YOUR TASK:
An exact transcription of all the records, free of pictures, is the expected answer.

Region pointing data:
* * * * * * * * *

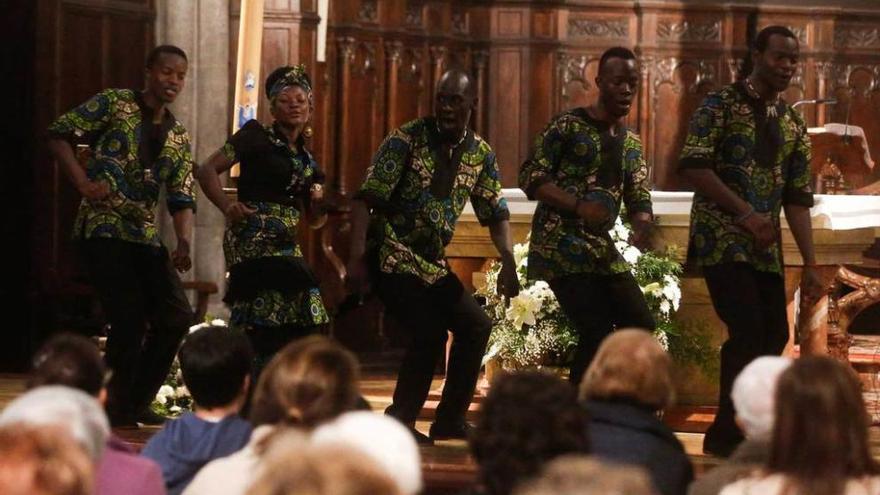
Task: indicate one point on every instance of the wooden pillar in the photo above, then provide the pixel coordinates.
(481, 57)
(438, 59)
(345, 53)
(392, 63)
(824, 71)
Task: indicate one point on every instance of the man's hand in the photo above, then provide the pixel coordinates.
(180, 256)
(508, 282)
(642, 229)
(761, 228)
(357, 278)
(237, 211)
(812, 287)
(592, 212)
(93, 190)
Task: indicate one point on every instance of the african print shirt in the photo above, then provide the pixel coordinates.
(117, 125)
(417, 195)
(763, 159)
(579, 154)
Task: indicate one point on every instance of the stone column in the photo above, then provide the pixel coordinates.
(201, 29)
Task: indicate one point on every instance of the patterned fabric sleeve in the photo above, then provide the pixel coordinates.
(386, 170)
(798, 190)
(176, 167)
(636, 189)
(704, 133)
(538, 169)
(489, 205)
(85, 122)
(242, 141)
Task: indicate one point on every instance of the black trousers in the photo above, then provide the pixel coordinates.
(144, 302)
(596, 305)
(428, 312)
(752, 305)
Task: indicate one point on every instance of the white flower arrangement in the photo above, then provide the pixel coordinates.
(533, 331)
(173, 398)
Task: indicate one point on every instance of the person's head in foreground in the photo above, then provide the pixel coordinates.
(630, 366)
(582, 475)
(527, 419)
(820, 436)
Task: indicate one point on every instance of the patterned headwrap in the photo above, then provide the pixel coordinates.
(296, 76)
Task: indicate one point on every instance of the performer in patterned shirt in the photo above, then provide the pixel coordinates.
(136, 147)
(273, 293)
(747, 154)
(583, 165)
(416, 187)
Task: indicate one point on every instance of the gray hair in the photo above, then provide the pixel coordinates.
(75, 411)
(754, 395)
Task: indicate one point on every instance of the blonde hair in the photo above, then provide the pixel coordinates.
(582, 475)
(42, 460)
(630, 365)
(294, 467)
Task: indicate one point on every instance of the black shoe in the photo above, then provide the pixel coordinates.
(720, 445)
(149, 418)
(123, 421)
(450, 431)
(420, 437)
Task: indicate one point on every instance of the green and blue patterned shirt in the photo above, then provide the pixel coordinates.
(764, 159)
(580, 156)
(135, 157)
(417, 196)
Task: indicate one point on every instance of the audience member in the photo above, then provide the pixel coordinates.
(382, 438)
(582, 475)
(216, 366)
(754, 392)
(310, 381)
(293, 467)
(75, 361)
(42, 460)
(527, 419)
(628, 383)
(819, 444)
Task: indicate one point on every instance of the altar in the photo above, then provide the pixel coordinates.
(843, 227)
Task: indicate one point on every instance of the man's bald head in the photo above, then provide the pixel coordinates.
(454, 102)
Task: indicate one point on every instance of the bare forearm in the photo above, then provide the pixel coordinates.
(710, 185)
(183, 221)
(799, 222)
(555, 196)
(209, 180)
(63, 153)
(500, 234)
(360, 219)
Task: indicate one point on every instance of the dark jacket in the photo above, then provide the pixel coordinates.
(630, 434)
(749, 456)
(186, 444)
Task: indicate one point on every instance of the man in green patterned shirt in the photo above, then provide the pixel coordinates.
(420, 180)
(583, 165)
(136, 147)
(747, 154)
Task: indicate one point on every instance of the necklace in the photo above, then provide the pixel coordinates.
(771, 106)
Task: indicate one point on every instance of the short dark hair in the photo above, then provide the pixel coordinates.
(615, 52)
(154, 54)
(528, 418)
(214, 362)
(310, 381)
(70, 360)
(763, 38)
(278, 74)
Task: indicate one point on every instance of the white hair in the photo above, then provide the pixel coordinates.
(77, 412)
(754, 395)
(383, 439)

* * * * * * * * *

RESULT FOR THIS EXERCISE:
Task: indicate one point on every instance of the wooden pillar in the photo above, then provide the pixel coordinates.
(481, 57)
(438, 59)
(345, 53)
(392, 63)
(824, 71)
Task: indicate one point on every instance of the man's hand in the photo above, then provide the pixel coordinates.
(180, 256)
(508, 282)
(642, 229)
(761, 228)
(357, 278)
(237, 211)
(812, 287)
(592, 212)
(93, 190)
Task: indicate one point on every instance of the african print shirt in the photo above, then provide the pixel coordinates.
(117, 125)
(417, 195)
(763, 159)
(579, 154)
Task: indicate one point on every instance of the stone column in the photo above, then provide the pixel coordinates.
(201, 29)
Task: indicate one point on every instance of the patterned fabric sleeve in the photo above, then provide the pixel coordinates.
(386, 170)
(798, 190)
(176, 167)
(636, 189)
(704, 133)
(538, 169)
(489, 205)
(85, 122)
(242, 141)
Task: indicate one point on every instance of the black trousers in the photo above, then provide the pixel coordinates.
(144, 302)
(596, 305)
(428, 312)
(752, 305)
Task: indicate one point on every instance of the white flower arrangement in the photo above, then provide the pixel coordinates.
(533, 331)
(173, 398)
Task: indicate one point on every instance of the person's head in foreground in the photo above, then provide the pixel coordinates.
(630, 366)
(582, 475)
(527, 419)
(820, 436)
Task: indicate one point on every instance of the patterned headwrap in the photo above, then provide the pixel coordinates.
(296, 76)
Task: indicate one point on every instance of the performer in patterned shirt in the photo above, then provide the pixel coordinates.
(136, 147)
(273, 293)
(747, 154)
(583, 165)
(416, 187)
Task: indicate one point on every instance of the gray hair in the photo above, then provide the pixel coordinates.
(75, 411)
(754, 395)
Task: indicate one point on every instance of the blonde hair in the photo above, then provide the pixel coordinates.
(582, 475)
(42, 460)
(630, 365)
(294, 467)
Task: indicate one point on every instance of the black shoe in the photo above, then provide the pixel coordinates.
(720, 445)
(149, 418)
(123, 421)
(450, 431)
(420, 437)
Task: indicate one point on every instance of the green and blue patterned shirt in the photo above, then provide the pixel coordinates.
(764, 159)
(580, 156)
(135, 157)
(417, 196)
Task: indicate one point on every instance of the audience member in the photo above, then provide the pixel coordinates.
(382, 438)
(582, 475)
(216, 366)
(754, 392)
(310, 381)
(293, 467)
(75, 361)
(42, 460)
(527, 419)
(628, 383)
(819, 444)
Task: indicate one point on every instance of the altar in the photo above, then provide the pixel coordinates.
(843, 227)
Task: indicate one point on every instance of the man's bald head in the photo above, then provide the pixel coordinates.
(454, 102)
Task: indicate one point on every instance of the bare forearm in the photo above, then provide the pixel coordinates.
(710, 185)
(183, 221)
(799, 222)
(555, 196)
(209, 180)
(63, 153)
(500, 234)
(360, 219)
Task: indicate one point on every instance of the dark jacket in the photo above, then provide the pixel coordinates.
(630, 434)
(749, 456)
(186, 444)
Task: indicate one point on every instance of the man in green patterned shirt in the photo above, then provide the pixel coordinates.
(420, 180)
(583, 165)
(136, 147)
(747, 154)
Task: indicate one point on every instance of the necklace in the photo above, then provide the pixel coordinates.
(771, 106)
Task: indicate one point on every instance of the short dark hair in the photo above, then provide the pixel coordinates.
(615, 52)
(154, 54)
(528, 418)
(214, 362)
(310, 381)
(70, 360)
(763, 38)
(278, 74)
Task: indicate one point on every instance of the white hair in the photo above, then provide the pixel coordinates.
(77, 412)
(754, 395)
(383, 439)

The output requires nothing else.